§ Request
Find "Target: bird's dark plumage" in the records that follow; print that line and each subsequent line through the last one, verbatim and with nothing added.

§ Dataset content
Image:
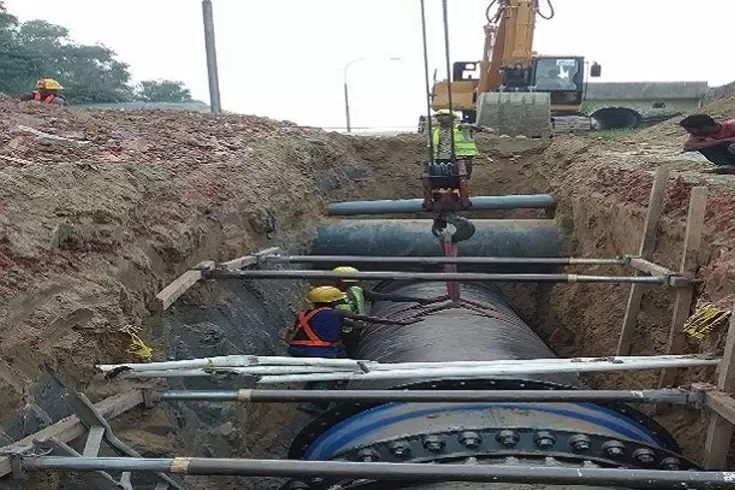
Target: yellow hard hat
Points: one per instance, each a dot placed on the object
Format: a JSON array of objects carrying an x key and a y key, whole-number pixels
[
  {"x": 346, "y": 269},
  {"x": 326, "y": 294},
  {"x": 49, "y": 84}
]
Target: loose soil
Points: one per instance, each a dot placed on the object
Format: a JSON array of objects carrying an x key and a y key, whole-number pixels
[{"x": 94, "y": 222}]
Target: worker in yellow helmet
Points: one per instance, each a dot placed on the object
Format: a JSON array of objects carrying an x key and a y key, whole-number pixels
[
  {"x": 357, "y": 296},
  {"x": 449, "y": 126},
  {"x": 48, "y": 91},
  {"x": 318, "y": 330}
]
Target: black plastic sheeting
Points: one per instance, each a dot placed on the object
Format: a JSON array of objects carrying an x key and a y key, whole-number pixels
[{"x": 457, "y": 334}]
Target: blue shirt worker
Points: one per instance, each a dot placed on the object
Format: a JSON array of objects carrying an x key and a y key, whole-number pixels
[{"x": 318, "y": 331}]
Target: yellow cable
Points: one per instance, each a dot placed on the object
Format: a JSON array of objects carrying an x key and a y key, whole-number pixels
[{"x": 137, "y": 346}]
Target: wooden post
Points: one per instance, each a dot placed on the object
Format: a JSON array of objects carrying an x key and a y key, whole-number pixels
[
  {"x": 648, "y": 244},
  {"x": 173, "y": 291},
  {"x": 685, "y": 295},
  {"x": 719, "y": 432}
]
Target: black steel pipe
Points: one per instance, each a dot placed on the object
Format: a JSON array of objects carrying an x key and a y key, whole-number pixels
[
  {"x": 352, "y": 208},
  {"x": 604, "y": 477},
  {"x": 360, "y": 259},
  {"x": 675, "y": 397},
  {"x": 410, "y": 237},
  {"x": 434, "y": 276}
]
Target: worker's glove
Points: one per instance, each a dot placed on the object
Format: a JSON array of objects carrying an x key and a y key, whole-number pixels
[{"x": 410, "y": 321}]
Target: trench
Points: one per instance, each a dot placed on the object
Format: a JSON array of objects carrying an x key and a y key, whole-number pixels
[{"x": 251, "y": 317}]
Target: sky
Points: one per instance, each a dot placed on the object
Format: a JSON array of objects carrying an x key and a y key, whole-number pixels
[{"x": 286, "y": 59}]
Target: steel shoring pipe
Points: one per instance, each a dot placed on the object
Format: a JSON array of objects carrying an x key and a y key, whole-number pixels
[
  {"x": 674, "y": 397},
  {"x": 433, "y": 276},
  {"x": 361, "y": 259},
  {"x": 352, "y": 208},
  {"x": 604, "y": 477}
]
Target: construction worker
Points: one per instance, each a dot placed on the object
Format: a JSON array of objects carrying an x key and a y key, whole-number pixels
[
  {"x": 465, "y": 148},
  {"x": 47, "y": 92},
  {"x": 357, "y": 296},
  {"x": 715, "y": 141},
  {"x": 318, "y": 331}
]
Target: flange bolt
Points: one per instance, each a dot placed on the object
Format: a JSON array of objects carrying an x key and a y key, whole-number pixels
[
  {"x": 433, "y": 444},
  {"x": 400, "y": 450},
  {"x": 368, "y": 456},
  {"x": 544, "y": 439},
  {"x": 580, "y": 442},
  {"x": 507, "y": 438},
  {"x": 614, "y": 449},
  {"x": 644, "y": 456},
  {"x": 671, "y": 464},
  {"x": 470, "y": 439}
]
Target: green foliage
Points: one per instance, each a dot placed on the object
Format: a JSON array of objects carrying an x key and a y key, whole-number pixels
[
  {"x": 90, "y": 74},
  {"x": 164, "y": 91}
]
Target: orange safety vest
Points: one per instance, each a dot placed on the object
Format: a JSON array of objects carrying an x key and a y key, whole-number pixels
[
  {"x": 47, "y": 100},
  {"x": 312, "y": 339}
]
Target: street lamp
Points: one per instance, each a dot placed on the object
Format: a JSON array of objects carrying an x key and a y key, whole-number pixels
[
  {"x": 347, "y": 92},
  {"x": 211, "y": 49}
]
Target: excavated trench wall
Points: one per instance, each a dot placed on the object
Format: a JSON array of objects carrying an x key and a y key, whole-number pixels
[{"x": 251, "y": 317}]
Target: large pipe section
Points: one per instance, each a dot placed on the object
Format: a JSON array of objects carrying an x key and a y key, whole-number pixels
[
  {"x": 353, "y": 208},
  {"x": 526, "y": 435},
  {"x": 406, "y": 238},
  {"x": 359, "y": 472}
]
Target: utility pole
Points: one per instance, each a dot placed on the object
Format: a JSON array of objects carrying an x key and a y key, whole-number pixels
[{"x": 214, "y": 98}]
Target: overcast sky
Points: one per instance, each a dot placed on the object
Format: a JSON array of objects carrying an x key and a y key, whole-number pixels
[{"x": 285, "y": 58}]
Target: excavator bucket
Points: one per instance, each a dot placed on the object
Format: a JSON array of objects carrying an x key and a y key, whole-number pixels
[{"x": 516, "y": 113}]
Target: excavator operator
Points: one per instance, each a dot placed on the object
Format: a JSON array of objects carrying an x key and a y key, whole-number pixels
[
  {"x": 47, "y": 92},
  {"x": 318, "y": 331}
]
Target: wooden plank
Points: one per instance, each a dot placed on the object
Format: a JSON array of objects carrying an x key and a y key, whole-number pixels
[
  {"x": 720, "y": 430},
  {"x": 643, "y": 265},
  {"x": 173, "y": 291},
  {"x": 648, "y": 245},
  {"x": 68, "y": 429},
  {"x": 685, "y": 295},
  {"x": 721, "y": 403}
]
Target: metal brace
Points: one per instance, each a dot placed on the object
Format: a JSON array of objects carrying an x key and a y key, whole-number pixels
[{"x": 99, "y": 431}]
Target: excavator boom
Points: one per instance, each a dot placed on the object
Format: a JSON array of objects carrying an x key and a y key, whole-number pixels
[{"x": 512, "y": 90}]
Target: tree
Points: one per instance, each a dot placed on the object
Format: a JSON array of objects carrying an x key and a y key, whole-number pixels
[
  {"x": 38, "y": 49},
  {"x": 163, "y": 91}
]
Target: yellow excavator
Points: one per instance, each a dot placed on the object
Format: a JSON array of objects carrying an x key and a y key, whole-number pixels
[{"x": 513, "y": 90}]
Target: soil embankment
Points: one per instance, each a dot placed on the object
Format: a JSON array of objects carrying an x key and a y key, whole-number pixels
[{"x": 99, "y": 216}]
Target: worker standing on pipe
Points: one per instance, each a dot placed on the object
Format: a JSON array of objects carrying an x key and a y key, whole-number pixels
[
  {"x": 450, "y": 128},
  {"x": 318, "y": 331}
]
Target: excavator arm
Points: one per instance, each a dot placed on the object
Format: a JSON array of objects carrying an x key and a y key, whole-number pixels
[{"x": 508, "y": 44}]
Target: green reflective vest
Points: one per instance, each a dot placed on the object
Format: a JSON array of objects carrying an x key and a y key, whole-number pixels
[
  {"x": 464, "y": 143},
  {"x": 357, "y": 298}
]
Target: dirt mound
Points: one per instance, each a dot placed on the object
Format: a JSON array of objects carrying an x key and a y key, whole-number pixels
[
  {"x": 99, "y": 210},
  {"x": 670, "y": 134}
]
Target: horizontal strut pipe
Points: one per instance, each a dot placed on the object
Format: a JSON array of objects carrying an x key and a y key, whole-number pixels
[
  {"x": 352, "y": 208},
  {"x": 433, "y": 276},
  {"x": 675, "y": 397},
  {"x": 490, "y": 371},
  {"x": 265, "y": 362},
  {"x": 604, "y": 477},
  {"x": 356, "y": 259}
]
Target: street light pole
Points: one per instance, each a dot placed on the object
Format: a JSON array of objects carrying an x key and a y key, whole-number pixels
[
  {"x": 212, "y": 71},
  {"x": 347, "y": 90}
]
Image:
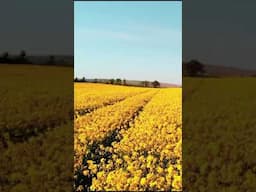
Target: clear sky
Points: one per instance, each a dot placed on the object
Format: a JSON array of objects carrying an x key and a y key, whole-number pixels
[{"x": 131, "y": 40}]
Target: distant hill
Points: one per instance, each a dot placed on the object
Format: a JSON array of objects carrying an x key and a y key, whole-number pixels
[
  {"x": 222, "y": 71},
  {"x": 136, "y": 83}
]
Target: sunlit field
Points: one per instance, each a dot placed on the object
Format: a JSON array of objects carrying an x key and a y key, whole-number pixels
[
  {"x": 36, "y": 115},
  {"x": 127, "y": 138},
  {"x": 219, "y": 134}
]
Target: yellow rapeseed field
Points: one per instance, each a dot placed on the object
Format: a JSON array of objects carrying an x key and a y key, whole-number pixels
[{"x": 127, "y": 138}]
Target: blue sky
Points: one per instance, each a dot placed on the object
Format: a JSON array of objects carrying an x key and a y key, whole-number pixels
[{"x": 131, "y": 40}]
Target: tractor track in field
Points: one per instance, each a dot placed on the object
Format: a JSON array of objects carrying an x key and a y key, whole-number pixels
[
  {"x": 97, "y": 154},
  {"x": 81, "y": 112}
]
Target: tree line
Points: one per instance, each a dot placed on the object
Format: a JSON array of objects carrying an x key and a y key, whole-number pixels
[{"x": 119, "y": 81}]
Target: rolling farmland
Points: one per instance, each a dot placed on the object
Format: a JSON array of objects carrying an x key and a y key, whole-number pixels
[
  {"x": 219, "y": 134},
  {"x": 127, "y": 138},
  {"x": 36, "y": 128}
]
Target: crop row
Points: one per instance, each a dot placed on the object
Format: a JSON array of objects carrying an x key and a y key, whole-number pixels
[{"x": 91, "y": 97}]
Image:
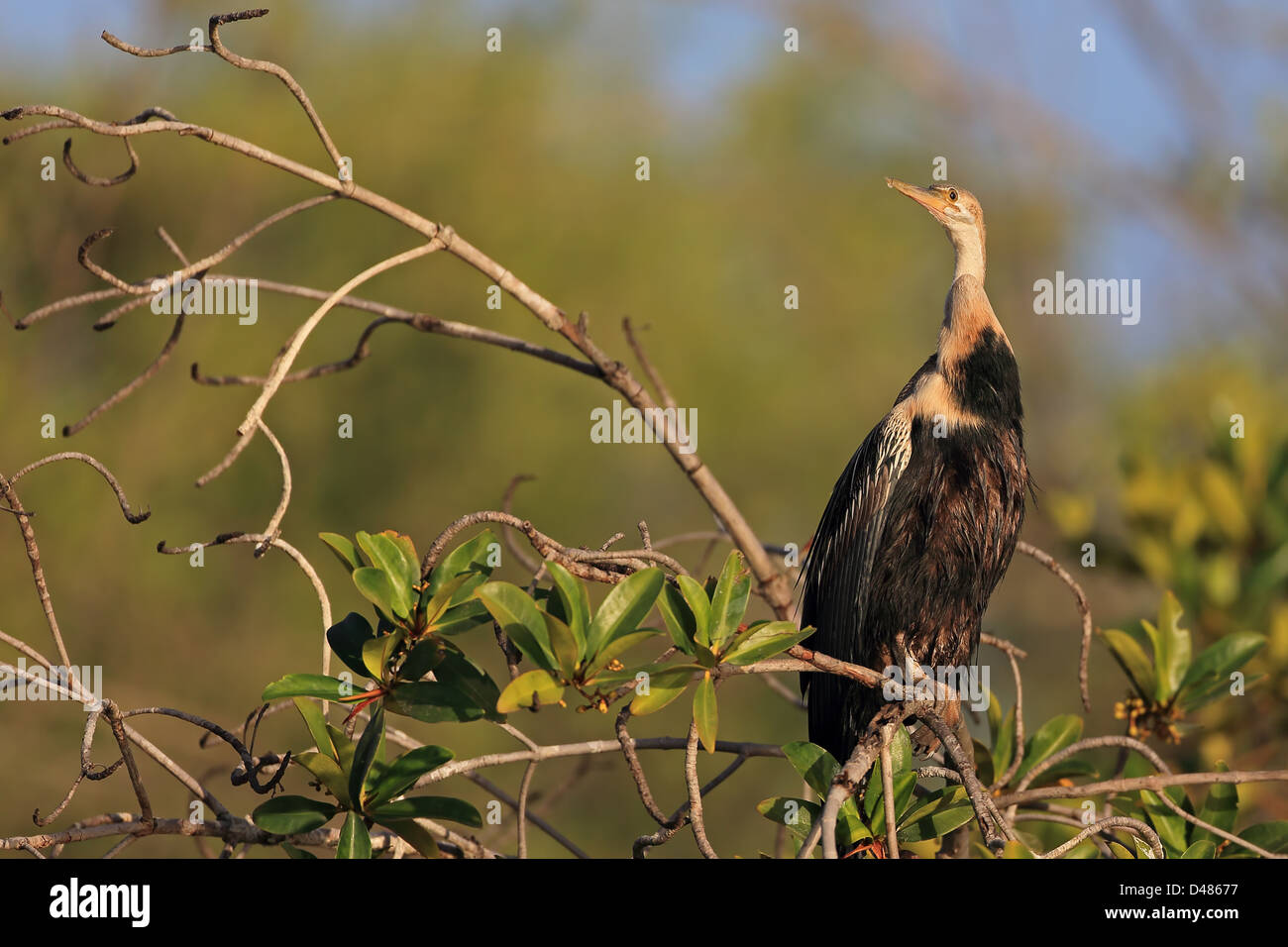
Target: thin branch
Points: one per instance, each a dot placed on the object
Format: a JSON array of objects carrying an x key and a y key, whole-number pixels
[
  {"x": 273, "y": 528},
  {"x": 1083, "y": 609},
  {"x": 1106, "y": 823}
]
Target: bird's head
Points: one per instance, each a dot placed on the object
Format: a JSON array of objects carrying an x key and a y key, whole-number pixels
[{"x": 961, "y": 217}]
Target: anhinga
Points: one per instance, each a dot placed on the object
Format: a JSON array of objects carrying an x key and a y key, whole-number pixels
[{"x": 922, "y": 522}]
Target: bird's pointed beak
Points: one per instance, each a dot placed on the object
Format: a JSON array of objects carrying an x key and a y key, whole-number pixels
[{"x": 927, "y": 198}]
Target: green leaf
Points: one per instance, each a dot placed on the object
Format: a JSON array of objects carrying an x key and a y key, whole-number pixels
[
  {"x": 355, "y": 838},
  {"x": 365, "y": 754},
  {"x": 849, "y": 825},
  {"x": 1224, "y": 657},
  {"x": 1051, "y": 737},
  {"x": 619, "y": 646},
  {"x": 797, "y": 814},
  {"x": 1171, "y": 827},
  {"x": 433, "y": 702},
  {"x": 576, "y": 604},
  {"x": 983, "y": 761},
  {"x": 292, "y": 814},
  {"x": 520, "y": 620},
  {"x": 814, "y": 764},
  {"x": 395, "y": 557},
  {"x": 378, "y": 589},
  {"x": 1171, "y": 647},
  {"x": 729, "y": 602},
  {"x": 421, "y": 660},
  {"x": 706, "y": 712},
  {"x": 434, "y": 603},
  {"x": 664, "y": 686},
  {"x": 901, "y": 751},
  {"x": 469, "y": 557},
  {"x": 769, "y": 639},
  {"x": 327, "y": 772},
  {"x": 344, "y": 551},
  {"x": 1220, "y": 809},
  {"x": 458, "y": 672},
  {"x": 313, "y": 719},
  {"x": 415, "y": 835},
  {"x": 699, "y": 605},
  {"x": 377, "y": 652},
  {"x": 678, "y": 616},
  {"x": 944, "y": 810},
  {"x": 1271, "y": 836},
  {"x": 532, "y": 684},
  {"x": 320, "y": 685},
  {"x": 874, "y": 804},
  {"x": 995, "y": 718},
  {"x": 344, "y": 749},
  {"x": 625, "y": 607},
  {"x": 347, "y": 638},
  {"x": 402, "y": 774},
  {"x": 430, "y": 806},
  {"x": 1132, "y": 659},
  {"x": 565, "y": 646},
  {"x": 1004, "y": 748},
  {"x": 462, "y": 617}
]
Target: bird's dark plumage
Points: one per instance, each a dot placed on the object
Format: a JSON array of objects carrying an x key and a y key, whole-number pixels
[{"x": 922, "y": 522}]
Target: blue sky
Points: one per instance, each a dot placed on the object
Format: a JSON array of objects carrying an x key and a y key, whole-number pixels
[{"x": 1120, "y": 99}]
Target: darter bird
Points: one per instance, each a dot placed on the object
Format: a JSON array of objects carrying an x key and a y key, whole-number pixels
[{"x": 922, "y": 522}]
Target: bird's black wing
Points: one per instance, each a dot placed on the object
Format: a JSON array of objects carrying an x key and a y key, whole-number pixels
[
  {"x": 837, "y": 579},
  {"x": 838, "y": 567}
]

§ Task answer
Target: bird's dark plumage
Points: one per instance, each a dot placed on the object
Format: a JSON array of objects carrying an x key and a y key, whole-number pixels
[{"x": 922, "y": 522}]
Target: blue sky
Points: one per instance, each a dot placed on the object
Format: a JSON array of objects carrying an x key and a y key, whole-number pixels
[{"x": 1120, "y": 99}]
Target: darter bird
Points: one per instance, each a dot placed on the object
Format: a JSON array of objects carrying an x key and a y key, whole-number pixels
[{"x": 922, "y": 522}]
Target: bird's black wing
Points: one per instance, each a dot placed on the object
Format: a JSON array of objects carrying an x key and a y key, whole-number pixels
[
  {"x": 837, "y": 579},
  {"x": 838, "y": 567}
]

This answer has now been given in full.